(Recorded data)
>>>>

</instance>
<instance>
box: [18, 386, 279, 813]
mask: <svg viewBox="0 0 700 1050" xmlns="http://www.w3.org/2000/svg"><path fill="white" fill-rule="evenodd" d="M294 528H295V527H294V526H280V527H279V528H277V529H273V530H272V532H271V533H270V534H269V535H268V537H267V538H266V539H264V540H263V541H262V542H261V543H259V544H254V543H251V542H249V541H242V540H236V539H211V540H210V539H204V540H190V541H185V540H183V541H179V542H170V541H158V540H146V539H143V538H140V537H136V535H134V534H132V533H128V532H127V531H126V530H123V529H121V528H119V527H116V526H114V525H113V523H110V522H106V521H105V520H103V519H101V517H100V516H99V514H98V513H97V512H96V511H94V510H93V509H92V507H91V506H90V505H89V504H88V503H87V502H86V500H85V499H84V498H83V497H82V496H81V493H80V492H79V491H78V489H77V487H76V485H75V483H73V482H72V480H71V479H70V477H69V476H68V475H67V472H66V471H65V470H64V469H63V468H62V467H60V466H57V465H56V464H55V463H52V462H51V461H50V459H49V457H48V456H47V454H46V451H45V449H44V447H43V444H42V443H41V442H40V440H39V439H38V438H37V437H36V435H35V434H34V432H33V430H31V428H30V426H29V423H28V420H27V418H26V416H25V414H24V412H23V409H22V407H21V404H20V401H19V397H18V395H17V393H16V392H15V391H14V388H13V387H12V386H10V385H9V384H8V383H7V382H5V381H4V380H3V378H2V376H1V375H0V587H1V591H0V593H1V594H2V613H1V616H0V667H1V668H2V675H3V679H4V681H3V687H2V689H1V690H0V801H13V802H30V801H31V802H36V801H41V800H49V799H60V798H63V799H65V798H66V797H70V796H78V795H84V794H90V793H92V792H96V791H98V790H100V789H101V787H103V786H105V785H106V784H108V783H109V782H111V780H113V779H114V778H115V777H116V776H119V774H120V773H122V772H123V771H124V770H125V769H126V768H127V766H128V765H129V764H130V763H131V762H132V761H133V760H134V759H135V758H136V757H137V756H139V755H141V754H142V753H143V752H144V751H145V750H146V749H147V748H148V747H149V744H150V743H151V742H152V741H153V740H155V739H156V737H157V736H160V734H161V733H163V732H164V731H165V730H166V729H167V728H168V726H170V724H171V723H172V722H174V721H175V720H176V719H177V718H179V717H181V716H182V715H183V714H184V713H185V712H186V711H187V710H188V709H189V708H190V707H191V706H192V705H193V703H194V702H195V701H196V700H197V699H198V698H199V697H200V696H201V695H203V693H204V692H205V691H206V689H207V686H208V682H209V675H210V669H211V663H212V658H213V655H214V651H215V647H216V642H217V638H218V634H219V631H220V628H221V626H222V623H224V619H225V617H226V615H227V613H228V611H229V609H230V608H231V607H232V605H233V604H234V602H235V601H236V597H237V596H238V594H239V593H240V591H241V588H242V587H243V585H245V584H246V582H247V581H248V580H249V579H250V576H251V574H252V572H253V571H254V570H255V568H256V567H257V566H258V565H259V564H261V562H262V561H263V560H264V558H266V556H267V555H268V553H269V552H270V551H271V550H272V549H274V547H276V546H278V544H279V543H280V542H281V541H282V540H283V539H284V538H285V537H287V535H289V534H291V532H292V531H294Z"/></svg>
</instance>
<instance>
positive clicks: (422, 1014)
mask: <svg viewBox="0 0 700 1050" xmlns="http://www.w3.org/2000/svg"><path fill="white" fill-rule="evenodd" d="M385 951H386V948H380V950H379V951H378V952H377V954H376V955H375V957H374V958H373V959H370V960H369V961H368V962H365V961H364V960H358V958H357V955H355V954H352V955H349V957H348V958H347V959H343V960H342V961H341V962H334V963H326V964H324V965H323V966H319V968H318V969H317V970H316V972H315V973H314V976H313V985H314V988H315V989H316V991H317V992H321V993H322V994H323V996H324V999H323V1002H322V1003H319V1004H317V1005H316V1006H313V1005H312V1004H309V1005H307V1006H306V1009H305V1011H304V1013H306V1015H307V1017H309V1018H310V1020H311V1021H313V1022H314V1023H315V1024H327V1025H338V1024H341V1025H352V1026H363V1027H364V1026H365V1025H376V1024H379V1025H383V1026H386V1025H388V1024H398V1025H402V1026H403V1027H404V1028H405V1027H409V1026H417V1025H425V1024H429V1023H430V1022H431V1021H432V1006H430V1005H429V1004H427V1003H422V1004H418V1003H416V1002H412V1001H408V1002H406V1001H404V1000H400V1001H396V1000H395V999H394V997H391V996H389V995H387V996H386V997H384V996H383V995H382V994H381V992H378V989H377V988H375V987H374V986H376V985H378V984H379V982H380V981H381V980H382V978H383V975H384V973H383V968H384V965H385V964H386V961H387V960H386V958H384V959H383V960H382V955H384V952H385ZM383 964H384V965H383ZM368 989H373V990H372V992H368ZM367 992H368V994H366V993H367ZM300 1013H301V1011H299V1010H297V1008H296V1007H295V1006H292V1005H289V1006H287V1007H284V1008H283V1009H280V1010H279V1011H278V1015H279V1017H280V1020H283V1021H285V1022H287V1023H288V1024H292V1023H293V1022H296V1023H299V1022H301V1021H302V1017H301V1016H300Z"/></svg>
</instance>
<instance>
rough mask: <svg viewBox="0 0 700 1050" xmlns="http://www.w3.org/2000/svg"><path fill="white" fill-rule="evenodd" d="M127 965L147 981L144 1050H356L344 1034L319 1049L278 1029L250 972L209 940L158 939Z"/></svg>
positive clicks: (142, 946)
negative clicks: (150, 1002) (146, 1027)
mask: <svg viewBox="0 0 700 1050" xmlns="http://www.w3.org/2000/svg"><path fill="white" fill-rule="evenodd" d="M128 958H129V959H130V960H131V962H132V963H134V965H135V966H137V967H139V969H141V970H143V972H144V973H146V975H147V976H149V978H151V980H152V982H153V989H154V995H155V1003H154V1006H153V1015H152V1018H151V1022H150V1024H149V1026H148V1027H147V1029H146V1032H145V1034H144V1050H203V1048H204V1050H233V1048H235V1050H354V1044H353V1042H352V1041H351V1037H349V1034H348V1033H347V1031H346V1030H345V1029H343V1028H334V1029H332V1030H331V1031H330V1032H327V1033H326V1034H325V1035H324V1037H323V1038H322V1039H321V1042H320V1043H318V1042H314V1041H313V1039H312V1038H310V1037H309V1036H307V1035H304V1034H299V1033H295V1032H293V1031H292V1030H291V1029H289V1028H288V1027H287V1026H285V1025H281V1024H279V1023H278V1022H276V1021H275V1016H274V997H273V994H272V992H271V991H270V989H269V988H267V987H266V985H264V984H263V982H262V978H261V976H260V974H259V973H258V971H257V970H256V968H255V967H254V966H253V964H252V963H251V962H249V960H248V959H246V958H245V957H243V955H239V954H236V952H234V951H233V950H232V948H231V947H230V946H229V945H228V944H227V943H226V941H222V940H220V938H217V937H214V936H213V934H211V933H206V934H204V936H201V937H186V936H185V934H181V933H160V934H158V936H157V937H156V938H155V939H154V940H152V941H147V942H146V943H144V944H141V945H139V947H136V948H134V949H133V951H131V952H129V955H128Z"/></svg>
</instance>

<<<<

* **Required work**: Copy out each line of the entries above that contains the string "positive", matching its case exactly.

* **Answer to this exercise**:
positive clicks: (422, 1014)
positive clicks: (142, 946)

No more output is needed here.